• [Data rows]:
* * *

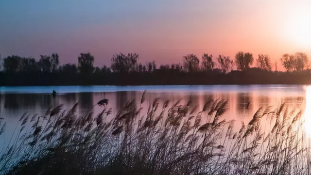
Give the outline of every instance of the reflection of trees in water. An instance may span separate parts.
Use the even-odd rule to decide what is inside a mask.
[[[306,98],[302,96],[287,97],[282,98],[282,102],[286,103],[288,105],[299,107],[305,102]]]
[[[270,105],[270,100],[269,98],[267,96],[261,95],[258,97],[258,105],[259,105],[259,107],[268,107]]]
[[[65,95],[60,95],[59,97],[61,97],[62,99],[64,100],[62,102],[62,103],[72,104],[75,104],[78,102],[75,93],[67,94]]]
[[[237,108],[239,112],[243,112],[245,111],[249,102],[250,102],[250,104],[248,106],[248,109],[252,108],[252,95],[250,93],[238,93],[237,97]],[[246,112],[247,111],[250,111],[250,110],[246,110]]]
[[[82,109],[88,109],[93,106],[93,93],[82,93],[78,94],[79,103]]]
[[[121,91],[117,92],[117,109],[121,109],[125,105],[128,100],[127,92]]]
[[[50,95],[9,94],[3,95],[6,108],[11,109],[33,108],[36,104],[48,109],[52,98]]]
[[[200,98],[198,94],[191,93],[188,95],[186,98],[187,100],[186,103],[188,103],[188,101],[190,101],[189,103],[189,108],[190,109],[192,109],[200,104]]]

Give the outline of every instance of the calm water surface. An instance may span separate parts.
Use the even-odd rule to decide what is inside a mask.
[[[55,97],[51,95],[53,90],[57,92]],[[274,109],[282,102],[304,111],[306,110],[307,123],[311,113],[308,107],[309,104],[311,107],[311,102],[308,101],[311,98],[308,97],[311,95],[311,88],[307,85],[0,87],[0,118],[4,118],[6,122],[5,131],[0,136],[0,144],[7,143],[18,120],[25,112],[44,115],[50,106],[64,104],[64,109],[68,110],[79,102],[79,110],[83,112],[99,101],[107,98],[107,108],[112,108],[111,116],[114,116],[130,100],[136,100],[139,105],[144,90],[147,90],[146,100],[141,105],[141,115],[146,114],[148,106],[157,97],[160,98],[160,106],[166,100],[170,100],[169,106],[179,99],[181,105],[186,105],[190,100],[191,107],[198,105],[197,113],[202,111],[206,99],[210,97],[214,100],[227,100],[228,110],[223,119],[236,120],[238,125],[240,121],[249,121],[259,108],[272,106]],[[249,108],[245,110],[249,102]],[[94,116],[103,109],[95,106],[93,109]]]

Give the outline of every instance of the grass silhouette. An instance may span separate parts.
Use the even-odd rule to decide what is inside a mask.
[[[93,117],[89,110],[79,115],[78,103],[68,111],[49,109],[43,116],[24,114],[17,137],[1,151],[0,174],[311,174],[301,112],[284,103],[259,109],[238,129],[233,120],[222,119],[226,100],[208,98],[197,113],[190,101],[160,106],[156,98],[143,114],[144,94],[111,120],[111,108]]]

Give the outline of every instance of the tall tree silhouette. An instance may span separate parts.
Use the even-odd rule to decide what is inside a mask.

* * *

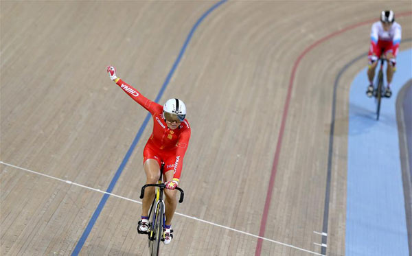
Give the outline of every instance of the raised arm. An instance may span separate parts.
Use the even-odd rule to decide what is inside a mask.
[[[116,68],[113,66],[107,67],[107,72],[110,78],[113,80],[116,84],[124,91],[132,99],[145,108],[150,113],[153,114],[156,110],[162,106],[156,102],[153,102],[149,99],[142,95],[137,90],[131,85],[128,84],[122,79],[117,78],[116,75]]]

* * *

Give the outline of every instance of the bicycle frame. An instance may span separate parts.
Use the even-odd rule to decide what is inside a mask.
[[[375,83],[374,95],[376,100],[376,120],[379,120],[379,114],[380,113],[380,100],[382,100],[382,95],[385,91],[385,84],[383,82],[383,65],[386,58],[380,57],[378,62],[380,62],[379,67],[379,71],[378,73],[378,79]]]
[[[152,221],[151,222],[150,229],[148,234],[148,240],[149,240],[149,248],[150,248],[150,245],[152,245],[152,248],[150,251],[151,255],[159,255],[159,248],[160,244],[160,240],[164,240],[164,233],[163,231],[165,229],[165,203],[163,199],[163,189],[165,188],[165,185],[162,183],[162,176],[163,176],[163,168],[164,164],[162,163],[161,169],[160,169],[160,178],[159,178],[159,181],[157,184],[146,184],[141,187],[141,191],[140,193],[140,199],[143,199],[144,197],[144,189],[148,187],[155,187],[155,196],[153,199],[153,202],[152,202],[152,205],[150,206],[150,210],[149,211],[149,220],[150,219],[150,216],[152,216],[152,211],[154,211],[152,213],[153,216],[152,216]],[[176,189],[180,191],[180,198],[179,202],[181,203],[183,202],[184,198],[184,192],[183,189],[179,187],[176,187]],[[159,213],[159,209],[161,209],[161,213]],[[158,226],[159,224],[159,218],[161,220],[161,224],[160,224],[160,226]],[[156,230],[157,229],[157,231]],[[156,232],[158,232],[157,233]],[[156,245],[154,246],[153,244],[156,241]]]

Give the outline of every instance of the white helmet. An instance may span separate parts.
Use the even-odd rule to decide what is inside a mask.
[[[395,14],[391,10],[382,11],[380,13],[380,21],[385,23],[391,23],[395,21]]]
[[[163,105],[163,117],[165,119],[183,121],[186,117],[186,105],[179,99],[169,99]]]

* * *

• [What is expected]: Gather every line of the rows above that contains the word "water", with uppercase and lowercase letters counted as different.

• [Result for this task]:
Give the outline of every instance of the reflection of trees in water. An instance may span separate parts.
Give the outline of every instance of the calm water surface. An instance may span separate parts.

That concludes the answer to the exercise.